**What the exercise asks:** The records below are to be set down word for word, with every picture left out.

=== Section Start ===

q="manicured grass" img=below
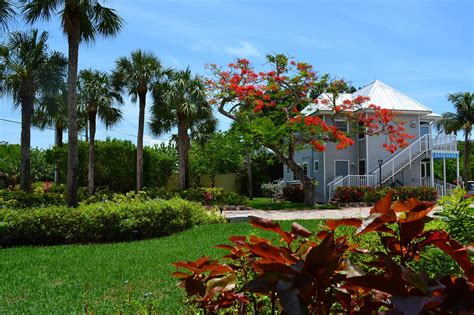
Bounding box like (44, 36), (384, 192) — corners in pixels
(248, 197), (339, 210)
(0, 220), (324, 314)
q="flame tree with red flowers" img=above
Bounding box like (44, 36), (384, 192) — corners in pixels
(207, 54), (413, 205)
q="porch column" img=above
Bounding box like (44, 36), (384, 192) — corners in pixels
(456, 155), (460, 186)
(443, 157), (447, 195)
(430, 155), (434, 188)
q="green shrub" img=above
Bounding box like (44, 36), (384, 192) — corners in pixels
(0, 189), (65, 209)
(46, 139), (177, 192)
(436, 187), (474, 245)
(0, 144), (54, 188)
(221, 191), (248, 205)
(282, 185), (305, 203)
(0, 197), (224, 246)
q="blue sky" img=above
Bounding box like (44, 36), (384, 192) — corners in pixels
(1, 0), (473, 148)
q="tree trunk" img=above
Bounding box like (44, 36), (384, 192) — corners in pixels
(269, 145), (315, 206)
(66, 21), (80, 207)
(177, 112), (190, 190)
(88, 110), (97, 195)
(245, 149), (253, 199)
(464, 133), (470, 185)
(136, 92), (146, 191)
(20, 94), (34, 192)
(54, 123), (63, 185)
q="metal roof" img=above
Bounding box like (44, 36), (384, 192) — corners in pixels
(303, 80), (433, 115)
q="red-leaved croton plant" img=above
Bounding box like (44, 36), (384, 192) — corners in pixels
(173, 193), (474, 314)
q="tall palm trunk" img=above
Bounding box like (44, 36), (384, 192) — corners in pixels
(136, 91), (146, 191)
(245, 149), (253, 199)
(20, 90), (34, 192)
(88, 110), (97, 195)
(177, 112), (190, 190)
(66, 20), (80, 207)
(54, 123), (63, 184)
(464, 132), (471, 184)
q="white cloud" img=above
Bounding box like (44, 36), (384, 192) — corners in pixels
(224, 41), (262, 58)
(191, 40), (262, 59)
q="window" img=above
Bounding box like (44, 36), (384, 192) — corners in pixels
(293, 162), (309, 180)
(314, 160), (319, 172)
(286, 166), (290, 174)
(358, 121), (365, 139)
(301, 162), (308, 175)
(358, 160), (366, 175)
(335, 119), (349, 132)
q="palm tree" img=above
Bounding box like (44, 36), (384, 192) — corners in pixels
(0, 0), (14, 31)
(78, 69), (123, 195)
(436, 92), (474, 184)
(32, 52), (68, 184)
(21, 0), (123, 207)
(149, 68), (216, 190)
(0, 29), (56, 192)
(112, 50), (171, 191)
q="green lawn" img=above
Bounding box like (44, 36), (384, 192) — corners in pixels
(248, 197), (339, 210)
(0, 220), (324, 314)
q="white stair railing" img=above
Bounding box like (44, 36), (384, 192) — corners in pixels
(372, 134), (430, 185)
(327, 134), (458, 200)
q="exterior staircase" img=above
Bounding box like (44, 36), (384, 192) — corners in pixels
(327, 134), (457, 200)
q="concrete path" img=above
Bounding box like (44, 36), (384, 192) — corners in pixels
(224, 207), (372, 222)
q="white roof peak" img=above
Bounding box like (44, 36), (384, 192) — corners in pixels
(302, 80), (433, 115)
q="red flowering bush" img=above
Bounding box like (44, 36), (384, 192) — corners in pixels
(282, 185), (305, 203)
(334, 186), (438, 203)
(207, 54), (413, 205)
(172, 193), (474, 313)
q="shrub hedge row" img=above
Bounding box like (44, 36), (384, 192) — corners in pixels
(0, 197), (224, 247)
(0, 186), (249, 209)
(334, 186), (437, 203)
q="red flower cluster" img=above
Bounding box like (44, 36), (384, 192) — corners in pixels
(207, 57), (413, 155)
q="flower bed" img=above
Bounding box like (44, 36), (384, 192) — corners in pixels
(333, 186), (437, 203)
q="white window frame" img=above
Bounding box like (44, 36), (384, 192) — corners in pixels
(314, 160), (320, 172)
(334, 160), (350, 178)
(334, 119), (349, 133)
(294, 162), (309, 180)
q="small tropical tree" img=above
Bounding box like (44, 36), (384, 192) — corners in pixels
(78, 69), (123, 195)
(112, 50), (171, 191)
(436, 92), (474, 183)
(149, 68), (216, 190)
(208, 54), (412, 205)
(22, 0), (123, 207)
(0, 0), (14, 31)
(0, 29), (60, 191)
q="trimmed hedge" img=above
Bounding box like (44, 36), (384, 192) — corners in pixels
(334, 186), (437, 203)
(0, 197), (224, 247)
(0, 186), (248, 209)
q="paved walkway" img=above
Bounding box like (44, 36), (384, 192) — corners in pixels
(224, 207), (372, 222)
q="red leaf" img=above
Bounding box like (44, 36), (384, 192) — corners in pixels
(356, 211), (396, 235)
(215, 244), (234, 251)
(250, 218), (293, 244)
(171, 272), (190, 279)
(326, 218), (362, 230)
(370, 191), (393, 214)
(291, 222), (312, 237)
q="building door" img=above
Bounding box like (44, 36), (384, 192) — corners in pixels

=== Section End ===

**Your response:**
q="manicured grass" img=below
Bounding box like (44, 36), (384, 192) — corners in pixels
(248, 197), (339, 210)
(0, 220), (324, 314)
q="flame tree with red flowers" img=above
Bounding box like (44, 36), (384, 192) — corners in pixels
(207, 54), (413, 205)
q="porch column" img=above
Bounding box like (44, 36), (384, 192) — corners in pixels
(456, 155), (460, 186)
(443, 157), (447, 195)
(430, 155), (434, 188)
q="green shrub" img=above
Bounding box like (44, 36), (384, 192) — corners in pixels
(0, 189), (65, 209)
(46, 139), (177, 192)
(436, 187), (474, 245)
(0, 144), (54, 188)
(221, 191), (248, 205)
(282, 185), (305, 203)
(0, 197), (224, 246)
q="blue sky" img=above
Bounding box like (44, 36), (384, 192) — corners in pixels
(1, 0), (473, 148)
q="tree trunk" img=above
Bounding box like (44, 36), (384, 192) — corners in pixels
(269, 145), (315, 206)
(66, 21), (80, 207)
(177, 112), (190, 190)
(88, 110), (97, 195)
(245, 149), (253, 199)
(464, 133), (470, 185)
(136, 92), (146, 191)
(20, 94), (34, 192)
(54, 123), (63, 185)
q="metal roof" img=above
Bounding box like (44, 36), (384, 192) — corners in pixels
(303, 80), (433, 115)
q="red-leaved croton plant" img=above
Bounding box like (44, 36), (384, 192) — corners in pixels
(173, 193), (474, 314)
q="tall palm trunk" img=above
Bounding box like (44, 36), (384, 192) — corners in pixels
(136, 91), (146, 191)
(245, 149), (253, 199)
(20, 90), (34, 192)
(88, 110), (97, 195)
(177, 112), (190, 190)
(66, 20), (80, 207)
(54, 123), (63, 184)
(464, 132), (471, 184)
q="white cloud" img=above
Bounding box like (44, 36), (384, 192) — corners in pixels
(224, 41), (262, 58)
(191, 40), (262, 59)
q="window" img=above
Bounding box like (44, 36), (384, 192) — corners in pixels
(293, 162), (309, 180)
(314, 160), (319, 172)
(286, 166), (290, 174)
(358, 121), (365, 139)
(301, 162), (308, 175)
(358, 160), (366, 175)
(335, 119), (349, 132)
q="palm tree" img=above
Bounding box like (44, 36), (384, 192) — corners in pixels
(0, 0), (14, 31)
(78, 69), (123, 195)
(436, 92), (474, 184)
(32, 52), (68, 184)
(21, 0), (123, 207)
(149, 68), (216, 190)
(0, 29), (56, 192)
(112, 50), (171, 191)
q="green lawn" img=above
Bounding box like (44, 36), (384, 192) — corners in pixels
(248, 197), (339, 210)
(0, 220), (324, 314)
q="white stair railing" img=above
Bounding box like (44, 36), (384, 192) — corners in pixels
(372, 134), (430, 185)
(327, 134), (458, 200)
q="exterior staircase" img=above
Bounding box like (44, 36), (384, 192) — corners in pixels
(327, 134), (457, 200)
q="concrete path" img=above
Bounding box like (44, 36), (384, 192) — corners in pixels
(224, 207), (372, 222)
q="white roof peak" img=above
Bounding box like (44, 36), (384, 192) — corners in pixels
(302, 80), (433, 115)
q="red flowering bush" img=above
Bounding box like (44, 36), (384, 192) — corners in pixels
(282, 185), (305, 203)
(334, 186), (438, 203)
(207, 54), (413, 205)
(172, 193), (474, 313)
q="shrub hedge row" img=above
Bounding box like (44, 36), (384, 192) — corners in pixels
(0, 197), (224, 247)
(0, 186), (249, 209)
(334, 186), (437, 203)
q="red flower cluster" img=above
Bounding box like (44, 36), (384, 192) — corners in pixels
(207, 57), (413, 155)
q="flower bed" img=above
Bounding box like (44, 36), (384, 192) — corners in pixels
(333, 186), (437, 203)
q="white window frame" img=above
Bounding box like (44, 36), (384, 192) — corners in pixels
(314, 160), (320, 172)
(334, 160), (350, 178)
(334, 119), (349, 133)
(294, 162), (309, 180)
q="small tropical tree" img=above
Bounding box like (44, 36), (384, 192) — corners in pixels
(78, 69), (123, 195)
(112, 50), (171, 191)
(436, 92), (474, 183)
(149, 68), (216, 190)
(208, 54), (412, 205)
(22, 0), (123, 207)
(0, 0), (14, 31)
(0, 29), (60, 191)
q="trimmed hedge" img=above
Bounding box like (44, 36), (384, 192) — corners in pixels
(334, 186), (437, 203)
(0, 197), (224, 247)
(0, 186), (248, 209)
q="paved walkway" img=above
Bounding box like (44, 36), (384, 192) — corners in pixels
(224, 207), (372, 222)
q="red leaf" img=above
Bounding box like (44, 36), (384, 192) — corners in pixels
(356, 211), (396, 235)
(215, 244), (234, 251)
(250, 218), (293, 244)
(171, 272), (190, 279)
(326, 218), (362, 230)
(370, 191), (393, 214)
(291, 222), (312, 237)
q="building door" img=above
Bounding box like (44, 36), (384, 192) — corners in pixels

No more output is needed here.